[Records from a point labeling set]
+ + + + + + +
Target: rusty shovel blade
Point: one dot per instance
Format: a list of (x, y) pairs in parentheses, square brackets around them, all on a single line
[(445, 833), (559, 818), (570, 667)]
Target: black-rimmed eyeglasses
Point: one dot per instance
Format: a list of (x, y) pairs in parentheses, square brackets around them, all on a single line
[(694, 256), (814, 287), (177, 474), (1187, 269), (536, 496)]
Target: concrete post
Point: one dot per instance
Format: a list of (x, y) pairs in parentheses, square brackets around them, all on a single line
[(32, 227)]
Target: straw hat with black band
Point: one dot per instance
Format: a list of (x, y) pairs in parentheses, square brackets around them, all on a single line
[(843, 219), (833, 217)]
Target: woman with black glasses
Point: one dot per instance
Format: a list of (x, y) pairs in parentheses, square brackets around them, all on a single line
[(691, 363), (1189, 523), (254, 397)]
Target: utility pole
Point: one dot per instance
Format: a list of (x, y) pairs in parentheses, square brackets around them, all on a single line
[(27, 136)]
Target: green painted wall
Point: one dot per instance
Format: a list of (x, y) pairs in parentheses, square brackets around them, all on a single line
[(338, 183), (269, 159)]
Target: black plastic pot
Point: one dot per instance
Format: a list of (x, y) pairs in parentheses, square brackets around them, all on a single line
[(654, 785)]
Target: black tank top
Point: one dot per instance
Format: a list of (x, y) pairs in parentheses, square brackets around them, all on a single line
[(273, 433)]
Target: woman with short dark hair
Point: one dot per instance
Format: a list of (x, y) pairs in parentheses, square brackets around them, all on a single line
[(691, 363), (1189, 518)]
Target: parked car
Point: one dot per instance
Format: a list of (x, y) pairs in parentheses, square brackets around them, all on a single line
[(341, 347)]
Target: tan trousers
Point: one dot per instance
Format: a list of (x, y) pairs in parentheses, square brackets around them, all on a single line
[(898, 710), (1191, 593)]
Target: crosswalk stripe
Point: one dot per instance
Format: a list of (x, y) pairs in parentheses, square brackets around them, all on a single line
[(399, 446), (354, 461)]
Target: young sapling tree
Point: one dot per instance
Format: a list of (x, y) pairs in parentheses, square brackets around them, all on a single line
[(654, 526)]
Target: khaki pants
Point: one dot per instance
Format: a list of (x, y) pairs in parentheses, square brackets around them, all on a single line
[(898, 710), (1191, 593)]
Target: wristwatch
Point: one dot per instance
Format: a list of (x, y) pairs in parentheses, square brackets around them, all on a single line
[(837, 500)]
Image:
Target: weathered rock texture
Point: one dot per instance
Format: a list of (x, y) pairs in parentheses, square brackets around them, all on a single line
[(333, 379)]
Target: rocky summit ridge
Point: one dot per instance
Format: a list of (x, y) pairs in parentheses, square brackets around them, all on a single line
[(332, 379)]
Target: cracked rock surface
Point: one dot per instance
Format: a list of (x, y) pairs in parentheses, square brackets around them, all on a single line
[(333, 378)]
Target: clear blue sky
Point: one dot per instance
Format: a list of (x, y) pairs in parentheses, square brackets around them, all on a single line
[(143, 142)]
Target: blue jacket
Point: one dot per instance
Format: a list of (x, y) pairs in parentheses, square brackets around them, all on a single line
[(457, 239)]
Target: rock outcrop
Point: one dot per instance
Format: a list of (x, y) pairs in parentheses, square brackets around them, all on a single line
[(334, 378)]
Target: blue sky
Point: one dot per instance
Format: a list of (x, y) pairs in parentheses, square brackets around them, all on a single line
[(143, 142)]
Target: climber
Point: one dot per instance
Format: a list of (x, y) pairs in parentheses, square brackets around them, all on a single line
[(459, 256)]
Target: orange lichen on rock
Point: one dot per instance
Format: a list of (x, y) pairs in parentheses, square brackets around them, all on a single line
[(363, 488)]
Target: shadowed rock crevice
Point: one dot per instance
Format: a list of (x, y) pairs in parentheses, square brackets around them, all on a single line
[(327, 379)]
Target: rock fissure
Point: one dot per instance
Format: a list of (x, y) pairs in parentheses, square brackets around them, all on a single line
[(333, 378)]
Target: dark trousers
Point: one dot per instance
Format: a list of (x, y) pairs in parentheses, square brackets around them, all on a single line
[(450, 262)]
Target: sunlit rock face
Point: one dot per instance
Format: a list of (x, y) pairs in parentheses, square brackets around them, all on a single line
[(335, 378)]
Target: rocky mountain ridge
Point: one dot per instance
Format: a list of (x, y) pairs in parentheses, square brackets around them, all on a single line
+ + + + + + +
YOUR INSTRUCTIONS.
Copy each of the entries above line for line, without changing anything.

ANSWER BELOW.
Target: rusty shovel blade
Point: one dot per instance
Format: a list of (x, y) pairs in parentheses, square brackets around them, all on a single line
[(445, 833), (559, 818), (570, 667)]
Target: black-rimmed eyeglasses
Point: one dot per instance
Format: a list of (x, y) pairs in parentheses, square brackets around them, all on a single line
[(694, 256), (814, 287), (177, 474), (1187, 269), (536, 496)]
Target: concrete post
Point: one dot per instance
Format: a list of (x, y) pairs in parentheses, square brackets around them, all on a single line
[(32, 227)]
Target: straw hat with black band
Point: one dot per instance
Format: a list of (x, y) pairs in parentheses, square brackets around them, all on a single line
[(843, 219), (833, 217)]
Target: woman with black glasses
Point: one dot per instance
Format: a list of (x, y) pairs in parentheses, square brackets around them, all on a single line
[(691, 363), (1189, 523), (254, 397)]
Target: utility pole
Point: one dot per instance
Format: a list of (x, y) pairs in parentheses, square brackets around them, all on a single line
[(27, 136)]
Target: green painted wall
Point: one dot per instance
Format: a list of (x, y) pairs in parentheses, square brackets around them, all on a single line
[(338, 183), (269, 159)]
Target: black plastic pot
Point: one dot per instance
Format: a list of (x, y) pairs in parentheses, square brackets around them, all on a single line
[(654, 785)]
Target: black tank top
Point: one dot per instance
Format: a list of (x, y) pairs in parentheses, square brackets around them, all on a single line
[(273, 433)]
Target: woman with short dark hair
Point: one dot per instance
Format: a list of (x, y) pairs in parentheses, square brackets around them, all on a single line
[(691, 363), (1189, 518)]
Target: parked car
Point: one dot per instance
Format: a list of (x, y) pairs in parentheses, square brackets around them, all on a single line
[(341, 347)]
Target: tan trousers
Point: one dot per instance
Format: a list of (x, y) pairs in parentheses, square brackets around them, all on a single line
[(898, 710), (1191, 593)]
Target: crosswalk stripe
Point: one dot per instance
Format: a list of (x, y) pairs in parentheses, square brackets around them, all on a single line
[(399, 446), (354, 461)]
Target: young sapling tree
Point: one dot per instance
Format: a list of (x, y) pairs in parentheses, square brackets around them, all on a single line
[(654, 526)]
Target: khaki pants
Point: one dot per instance
Format: a list of (x, y) pairs in parentheses, square brackets around them, all on a single line
[(898, 710), (1191, 593)]
Target: wristwatch
Point: one dot per instance
Format: a list of (x, y) pairs in parentheses, square brackets around them, all on a single line
[(837, 500)]
Image:
Target: weathered rock texture
Point: one dot per instance
Format: a list of (x, y) pairs in parentheses, square brackets around them, all on a single line
[(333, 379)]
Target: rocky summit ridge
Point: one dot per instance
Format: a list of (x, y) pairs in parentheses, square brackets around them, all on a single line
[(332, 379)]
Target: cracked rock surface
Point: one dot per instance
Format: a list of (x, y) pairs in parentheses, square brackets around them, all on a single line
[(333, 378)]
Target: clear blue sky
Point: one dot per instance
Format: a list of (x, y) pairs in parentheses, square brackets around them, all on a single line
[(143, 142)]
Target: blue jacket
Point: one dot per instance
Format: a list of (x, y) pairs in parentheses, square brackets around them, all on a single line
[(457, 239)]
Target: rock outcrop
Point: one dot per instance
Format: a list of (x, y) pairs in parentheses, square brackets around them, all on a single line
[(334, 378)]
Target: blue sky
Point: one dot per instance
Format: a list of (x, y) pairs in parentheses, square brackets around them, all on a single line
[(143, 142)]
Target: climber
Point: one dot per instance
Format: a list of (x, y) pairs in parentheses, square brackets around them, all on a single line
[(459, 256)]
Target: orange lichen on rock
Point: one dot per instance
Format: a list of (x, y) pairs in parentheses, square brackets around them, all on a single line
[(363, 488)]
Target: shadowed rock crevice
Point: one dot per instance
Format: a list of (x, y) pairs in parentheses, square brackets around them, all on a single line
[(327, 379)]
Target: rock fissure
Point: one dot per instance
Format: a list of (x, y) pairs in parentheses, square brackets around them, all on a single line
[(333, 378)]
Target: dark trousers
Point: one dot per instance
Format: a list of (x, y) pairs in parentheses, square brackets around them, all on a single line
[(450, 262)]
Target: sunlit rock face
Point: one dot per instance
Format: a list of (x, y) pairs in parentheses, square brackets around them, all on a single line
[(335, 378)]
Target: rocky mountain ridge
Point: one dot per instance
Format: a list of (x, y) pairs in parentheses, square brackets around them, all on a single line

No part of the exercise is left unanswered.